Task details »
Once you find the line that contains "The service MUST place one dot on the striped" in the entries below, give it again along with every following line, unchanged, through the final one.

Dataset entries
——————————
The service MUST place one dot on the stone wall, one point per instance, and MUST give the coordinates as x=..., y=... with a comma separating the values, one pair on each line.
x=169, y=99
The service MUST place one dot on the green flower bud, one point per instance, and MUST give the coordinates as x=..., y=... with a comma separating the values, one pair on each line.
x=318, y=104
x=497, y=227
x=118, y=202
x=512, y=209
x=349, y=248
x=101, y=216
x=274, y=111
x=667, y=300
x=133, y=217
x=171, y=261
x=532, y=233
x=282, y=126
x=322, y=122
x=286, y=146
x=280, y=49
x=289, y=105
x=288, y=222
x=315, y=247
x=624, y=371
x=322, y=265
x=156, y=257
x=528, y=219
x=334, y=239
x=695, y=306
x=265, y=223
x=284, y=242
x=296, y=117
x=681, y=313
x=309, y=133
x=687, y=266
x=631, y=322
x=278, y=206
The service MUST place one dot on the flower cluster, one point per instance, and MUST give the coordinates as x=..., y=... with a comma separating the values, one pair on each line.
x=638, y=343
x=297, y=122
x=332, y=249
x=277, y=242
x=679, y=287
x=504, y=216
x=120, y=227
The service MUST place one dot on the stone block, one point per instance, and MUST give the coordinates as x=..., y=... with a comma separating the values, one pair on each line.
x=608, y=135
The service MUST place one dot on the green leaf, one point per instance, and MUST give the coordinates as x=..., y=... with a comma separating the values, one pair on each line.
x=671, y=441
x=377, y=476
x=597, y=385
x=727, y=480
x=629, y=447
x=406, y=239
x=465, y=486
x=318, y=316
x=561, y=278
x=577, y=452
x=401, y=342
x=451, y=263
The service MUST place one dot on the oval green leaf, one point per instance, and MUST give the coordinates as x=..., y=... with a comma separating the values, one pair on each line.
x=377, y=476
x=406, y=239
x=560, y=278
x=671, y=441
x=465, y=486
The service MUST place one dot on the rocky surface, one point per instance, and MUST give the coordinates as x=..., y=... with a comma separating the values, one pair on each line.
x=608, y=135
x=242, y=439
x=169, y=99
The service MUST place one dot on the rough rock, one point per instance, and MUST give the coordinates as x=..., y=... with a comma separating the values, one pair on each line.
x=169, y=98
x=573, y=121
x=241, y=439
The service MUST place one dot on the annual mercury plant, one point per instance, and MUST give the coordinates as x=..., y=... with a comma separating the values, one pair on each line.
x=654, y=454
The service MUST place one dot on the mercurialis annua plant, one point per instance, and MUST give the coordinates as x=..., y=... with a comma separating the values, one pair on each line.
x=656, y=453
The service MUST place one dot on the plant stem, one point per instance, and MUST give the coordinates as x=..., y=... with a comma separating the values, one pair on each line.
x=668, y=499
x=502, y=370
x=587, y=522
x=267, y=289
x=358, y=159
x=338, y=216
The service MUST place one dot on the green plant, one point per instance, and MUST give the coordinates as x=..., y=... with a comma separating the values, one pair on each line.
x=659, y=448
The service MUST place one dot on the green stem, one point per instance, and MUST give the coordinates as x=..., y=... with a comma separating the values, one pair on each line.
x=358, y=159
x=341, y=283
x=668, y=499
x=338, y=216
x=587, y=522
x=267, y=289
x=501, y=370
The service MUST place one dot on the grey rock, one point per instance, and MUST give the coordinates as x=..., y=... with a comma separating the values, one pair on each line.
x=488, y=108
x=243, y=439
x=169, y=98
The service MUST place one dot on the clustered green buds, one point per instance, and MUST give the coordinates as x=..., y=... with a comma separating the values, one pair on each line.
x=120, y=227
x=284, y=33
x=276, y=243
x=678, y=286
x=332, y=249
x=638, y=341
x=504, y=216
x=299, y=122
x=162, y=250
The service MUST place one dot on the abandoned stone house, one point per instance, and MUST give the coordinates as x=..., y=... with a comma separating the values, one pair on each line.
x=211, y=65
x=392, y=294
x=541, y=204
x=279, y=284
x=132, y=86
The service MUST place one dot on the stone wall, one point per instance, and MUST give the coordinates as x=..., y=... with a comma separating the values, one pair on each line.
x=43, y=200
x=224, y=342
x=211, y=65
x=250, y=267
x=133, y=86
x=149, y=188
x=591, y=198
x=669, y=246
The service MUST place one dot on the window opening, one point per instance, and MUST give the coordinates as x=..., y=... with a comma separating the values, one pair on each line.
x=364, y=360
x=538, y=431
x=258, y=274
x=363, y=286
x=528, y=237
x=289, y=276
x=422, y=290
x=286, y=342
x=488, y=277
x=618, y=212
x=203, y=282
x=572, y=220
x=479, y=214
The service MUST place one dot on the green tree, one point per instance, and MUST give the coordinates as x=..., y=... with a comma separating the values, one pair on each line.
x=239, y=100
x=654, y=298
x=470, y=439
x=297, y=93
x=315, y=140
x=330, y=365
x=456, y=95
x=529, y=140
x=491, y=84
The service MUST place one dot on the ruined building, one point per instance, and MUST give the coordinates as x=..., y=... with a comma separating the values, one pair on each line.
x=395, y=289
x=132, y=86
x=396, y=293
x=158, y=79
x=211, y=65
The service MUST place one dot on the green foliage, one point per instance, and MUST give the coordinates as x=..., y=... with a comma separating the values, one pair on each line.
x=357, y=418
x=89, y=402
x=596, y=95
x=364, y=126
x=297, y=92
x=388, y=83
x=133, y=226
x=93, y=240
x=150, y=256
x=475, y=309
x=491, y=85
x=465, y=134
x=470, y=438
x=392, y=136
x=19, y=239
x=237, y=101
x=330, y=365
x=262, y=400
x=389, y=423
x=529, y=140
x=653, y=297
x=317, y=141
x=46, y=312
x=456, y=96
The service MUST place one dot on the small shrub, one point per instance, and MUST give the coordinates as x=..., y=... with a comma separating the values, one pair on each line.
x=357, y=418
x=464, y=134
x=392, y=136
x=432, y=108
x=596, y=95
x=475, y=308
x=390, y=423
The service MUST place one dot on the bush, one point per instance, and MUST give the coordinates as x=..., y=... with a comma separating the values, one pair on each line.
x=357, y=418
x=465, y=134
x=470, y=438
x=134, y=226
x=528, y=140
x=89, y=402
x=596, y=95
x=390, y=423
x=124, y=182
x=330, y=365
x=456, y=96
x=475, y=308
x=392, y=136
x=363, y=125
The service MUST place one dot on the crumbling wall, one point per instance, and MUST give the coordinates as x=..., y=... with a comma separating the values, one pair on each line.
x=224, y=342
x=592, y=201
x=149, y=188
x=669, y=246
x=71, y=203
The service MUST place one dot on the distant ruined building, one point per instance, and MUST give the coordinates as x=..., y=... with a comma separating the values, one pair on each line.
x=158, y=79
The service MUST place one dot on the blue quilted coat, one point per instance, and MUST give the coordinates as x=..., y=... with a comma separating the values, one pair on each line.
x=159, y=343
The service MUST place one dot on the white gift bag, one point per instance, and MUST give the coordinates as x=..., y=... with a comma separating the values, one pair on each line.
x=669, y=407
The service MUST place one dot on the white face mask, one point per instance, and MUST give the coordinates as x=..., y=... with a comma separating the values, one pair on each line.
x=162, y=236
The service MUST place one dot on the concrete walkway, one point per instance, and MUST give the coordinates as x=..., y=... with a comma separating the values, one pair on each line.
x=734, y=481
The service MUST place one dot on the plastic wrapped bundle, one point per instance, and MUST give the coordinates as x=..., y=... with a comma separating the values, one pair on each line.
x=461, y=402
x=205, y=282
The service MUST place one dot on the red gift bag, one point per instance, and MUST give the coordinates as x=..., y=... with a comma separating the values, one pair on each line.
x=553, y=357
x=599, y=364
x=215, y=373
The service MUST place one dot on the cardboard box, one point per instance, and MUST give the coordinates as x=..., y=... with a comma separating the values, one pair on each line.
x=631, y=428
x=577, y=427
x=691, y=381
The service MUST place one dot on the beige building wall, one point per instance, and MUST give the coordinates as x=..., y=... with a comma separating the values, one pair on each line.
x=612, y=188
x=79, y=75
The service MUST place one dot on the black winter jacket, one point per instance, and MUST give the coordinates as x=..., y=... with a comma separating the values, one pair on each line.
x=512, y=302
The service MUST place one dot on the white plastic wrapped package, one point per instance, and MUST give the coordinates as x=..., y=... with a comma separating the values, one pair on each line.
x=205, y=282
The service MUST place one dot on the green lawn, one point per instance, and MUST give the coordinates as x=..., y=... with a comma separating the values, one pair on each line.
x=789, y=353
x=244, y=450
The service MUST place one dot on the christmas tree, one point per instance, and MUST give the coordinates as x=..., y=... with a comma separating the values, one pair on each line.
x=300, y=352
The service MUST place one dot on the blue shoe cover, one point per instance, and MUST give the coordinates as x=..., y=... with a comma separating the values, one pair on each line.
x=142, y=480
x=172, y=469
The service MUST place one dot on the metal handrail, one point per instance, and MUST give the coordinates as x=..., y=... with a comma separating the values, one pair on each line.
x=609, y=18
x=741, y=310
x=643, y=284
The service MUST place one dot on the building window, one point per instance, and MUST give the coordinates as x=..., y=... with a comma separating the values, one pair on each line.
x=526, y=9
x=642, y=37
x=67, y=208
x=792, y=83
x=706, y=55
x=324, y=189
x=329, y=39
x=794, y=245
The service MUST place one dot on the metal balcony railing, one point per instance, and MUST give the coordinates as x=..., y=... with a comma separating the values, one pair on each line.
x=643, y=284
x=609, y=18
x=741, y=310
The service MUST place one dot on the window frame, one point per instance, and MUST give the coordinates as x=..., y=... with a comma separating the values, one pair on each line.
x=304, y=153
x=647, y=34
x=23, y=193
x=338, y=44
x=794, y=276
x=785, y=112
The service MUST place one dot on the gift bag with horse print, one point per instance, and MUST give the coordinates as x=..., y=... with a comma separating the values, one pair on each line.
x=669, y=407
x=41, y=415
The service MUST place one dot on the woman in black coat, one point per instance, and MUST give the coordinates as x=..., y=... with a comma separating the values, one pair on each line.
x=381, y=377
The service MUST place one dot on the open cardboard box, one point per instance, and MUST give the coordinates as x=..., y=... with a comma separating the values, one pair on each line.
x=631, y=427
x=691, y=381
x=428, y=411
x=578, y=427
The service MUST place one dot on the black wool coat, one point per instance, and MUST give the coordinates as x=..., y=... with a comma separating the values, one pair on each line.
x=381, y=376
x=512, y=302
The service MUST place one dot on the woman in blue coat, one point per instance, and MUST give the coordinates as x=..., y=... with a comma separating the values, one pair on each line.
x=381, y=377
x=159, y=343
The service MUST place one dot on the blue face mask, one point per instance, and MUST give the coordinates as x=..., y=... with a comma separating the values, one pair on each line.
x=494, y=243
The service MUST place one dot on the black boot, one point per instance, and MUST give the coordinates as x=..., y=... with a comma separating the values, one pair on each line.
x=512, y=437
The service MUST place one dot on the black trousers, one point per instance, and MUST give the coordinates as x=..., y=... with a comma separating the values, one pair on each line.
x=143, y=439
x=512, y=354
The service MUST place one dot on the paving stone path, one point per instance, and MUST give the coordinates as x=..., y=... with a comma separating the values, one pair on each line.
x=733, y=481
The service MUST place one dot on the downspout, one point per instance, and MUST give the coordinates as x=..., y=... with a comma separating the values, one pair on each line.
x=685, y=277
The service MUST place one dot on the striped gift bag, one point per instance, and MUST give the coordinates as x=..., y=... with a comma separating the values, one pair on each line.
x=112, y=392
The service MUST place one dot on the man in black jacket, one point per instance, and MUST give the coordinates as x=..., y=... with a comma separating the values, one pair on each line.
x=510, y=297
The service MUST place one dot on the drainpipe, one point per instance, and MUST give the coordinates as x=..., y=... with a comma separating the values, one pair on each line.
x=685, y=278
——————————
Expected answer »
The service MUST place one dot on the striped gift bag, one point per instance, and MUST give the coordinates as x=..., y=... with a comma separating the values, one pair on each line.
x=112, y=392
The service MUST place one dot on the man in black jacket, one point per instance, and MUST give the coordinates as x=..., y=... with a comma separating the values, one pair on each line.
x=510, y=297
The service MUST place one dot on the drainpipe, one point per instance, and MUST give the coordinates as x=..., y=... with a comma separating the values, one pair on each line.
x=685, y=278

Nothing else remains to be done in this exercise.